Output every line below exactly.
==== Listed records ====
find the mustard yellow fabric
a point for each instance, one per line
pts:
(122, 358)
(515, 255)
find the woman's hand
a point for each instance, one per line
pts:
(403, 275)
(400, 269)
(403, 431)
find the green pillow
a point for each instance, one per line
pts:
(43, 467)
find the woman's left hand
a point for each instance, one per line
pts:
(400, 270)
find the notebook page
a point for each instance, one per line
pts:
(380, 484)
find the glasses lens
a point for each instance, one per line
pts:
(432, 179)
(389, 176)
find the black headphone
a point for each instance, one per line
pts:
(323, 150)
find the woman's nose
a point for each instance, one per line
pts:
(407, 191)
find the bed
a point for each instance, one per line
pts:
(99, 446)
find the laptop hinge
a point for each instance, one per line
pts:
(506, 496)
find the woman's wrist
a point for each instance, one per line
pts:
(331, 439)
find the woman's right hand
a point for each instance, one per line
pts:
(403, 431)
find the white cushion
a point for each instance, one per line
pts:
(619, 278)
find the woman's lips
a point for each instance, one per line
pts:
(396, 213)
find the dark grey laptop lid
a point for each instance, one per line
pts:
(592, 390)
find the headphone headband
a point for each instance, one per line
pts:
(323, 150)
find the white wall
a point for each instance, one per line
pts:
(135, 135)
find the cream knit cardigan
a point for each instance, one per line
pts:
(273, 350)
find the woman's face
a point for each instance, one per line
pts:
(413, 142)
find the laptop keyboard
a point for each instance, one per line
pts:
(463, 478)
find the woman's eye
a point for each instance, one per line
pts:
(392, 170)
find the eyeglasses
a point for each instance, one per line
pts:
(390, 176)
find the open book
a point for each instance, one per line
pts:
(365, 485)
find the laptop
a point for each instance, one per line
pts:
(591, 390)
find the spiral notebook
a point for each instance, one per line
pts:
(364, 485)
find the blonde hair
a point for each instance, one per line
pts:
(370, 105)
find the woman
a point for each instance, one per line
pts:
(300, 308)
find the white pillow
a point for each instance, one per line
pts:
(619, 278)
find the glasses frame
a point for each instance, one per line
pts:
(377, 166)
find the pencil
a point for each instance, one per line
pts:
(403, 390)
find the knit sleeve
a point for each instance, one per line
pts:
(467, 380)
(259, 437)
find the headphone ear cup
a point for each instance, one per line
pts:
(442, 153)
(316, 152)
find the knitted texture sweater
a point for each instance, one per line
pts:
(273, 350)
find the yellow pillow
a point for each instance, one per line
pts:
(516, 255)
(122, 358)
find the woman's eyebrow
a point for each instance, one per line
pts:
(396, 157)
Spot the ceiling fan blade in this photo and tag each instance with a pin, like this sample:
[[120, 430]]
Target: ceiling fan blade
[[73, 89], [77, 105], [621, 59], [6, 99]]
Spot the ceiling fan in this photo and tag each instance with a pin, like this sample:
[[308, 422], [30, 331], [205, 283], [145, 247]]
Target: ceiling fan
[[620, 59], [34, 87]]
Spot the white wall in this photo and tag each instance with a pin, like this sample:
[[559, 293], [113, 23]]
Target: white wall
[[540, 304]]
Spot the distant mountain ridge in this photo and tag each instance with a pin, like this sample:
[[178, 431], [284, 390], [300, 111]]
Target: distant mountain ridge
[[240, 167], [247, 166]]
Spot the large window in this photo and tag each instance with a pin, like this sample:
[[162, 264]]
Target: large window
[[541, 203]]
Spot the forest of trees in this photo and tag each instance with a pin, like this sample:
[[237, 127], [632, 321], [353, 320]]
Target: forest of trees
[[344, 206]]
====
*Solved exercise:*
find the mustard yellow fabric
a point for each instance, one per line
pts:
(122, 358)
(515, 255)
find the woman's hand
a point for each instance, one per line
pts:
(403, 275)
(400, 269)
(403, 431)
find the green pillow
a point for each instance, one per line
pts:
(43, 467)
find the woman's left hand
a point for each instance, one per line
pts:
(400, 270)
find the notebook page
a point for each instance, one per line
pts:
(380, 484)
find the glasses lens
a point for each instance, one per line
pts:
(432, 179)
(389, 176)
find the black headphone
a point for each instance, one per line
pts:
(323, 150)
find the woman's nose
a point for each instance, one per line
pts:
(407, 191)
find the bed
a point for each instance, one per line
pts:
(99, 446)
find the laptop hinge
a point for each instance, one per line
pts:
(506, 496)
find the woman's wrist
a point for each instance, one per line
pts:
(331, 439)
find the woman's right hand
a point for each instance, one per line
pts:
(403, 431)
find the white cushion
a point for each instance, one per line
pts:
(619, 278)
find the woman's lips
a point for each instance, one per line
pts:
(396, 213)
find the dark grey laptop lid
a point for each instance, one per line
pts:
(592, 390)
find the headphone headband
a point for each instance, one per line
pts:
(323, 150)
find the white wall
a point for each instance, one per line
pts:
(135, 135)
find the cream knit cardigan
a point for each instance, one per line
pts:
(273, 350)
find the woman's face
a point for each instance, one per line
pts:
(413, 142)
find the laptop keyboard
a point for each instance, one per line
pts:
(463, 478)
find the woman's eye
a point for each instance, one per line
pts:
(392, 170)
find the eyeglasses
a point for each instance, one per line
pts:
(390, 176)
find the open book
a point for each instance, one per line
pts:
(365, 485)
find the laptop
a point for each instance, one per line
pts:
(591, 390)
find the spiral notebook
a point for each instance, one per line
pts:
(364, 485)
find the blonde hair
a point for each instance, one per line
pts:
(370, 105)
find the woman
a point for each instance, one per line
pts:
(300, 308)
find the white pillow
a point for each instance, one per line
pts:
(619, 278)
find the glasses frame
a point for each instance, one per line
pts:
(377, 166)
find the pencil
a point for each instance, one per line
pts:
(403, 390)
find the knit sleeve
a point for each instance, one per line
pts:
(467, 380)
(259, 437)
find the headphone ear cup
a point for each instance, one per line
pts:
(442, 153)
(316, 152)
find the knitted texture sweater
a point for each instance, one per line
pts:
(273, 350)
find the yellow pillow
a point for each instance, one per line
pts:
(516, 255)
(122, 358)
find the woman's eyebrow
a point for each instance, one per line
pts:
(396, 157)
Spot the ceiling fan blade in this photo and tag each instance with a pin, like this sample:
[[120, 430]]
Target: ceiling fan blade
[[73, 89], [77, 105], [621, 59], [6, 99]]
Spot the ceiling fan in this photo and tag each instance with a pin, like this sample:
[[308, 422], [30, 331], [205, 283], [145, 247]]
Target: ceiling fan
[[620, 59], [34, 87]]
Spot the white wall in this photo and tag each instance with a pin, like this sample:
[[559, 293], [113, 23]]
Target: white wall
[[540, 304]]
Spot the distant mountain ridge in this photo and tag each instance with a pin, like this sample:
[[178, 431], [284, 390], [300, 111]]
Target: distant mountain ridge
[[240, 167], [247, 166]]
Spot the large window in this photo and tag each instance with a pin, like this sample:
[[162, 264]]
Target: large window
[[541, 203]]
Spot the forest of trees in this photo and tag each instance with a pin, like this sample:
[[237, 127], [632, 321], [353, 320]]
Target: forest of trees
[[344, 206]]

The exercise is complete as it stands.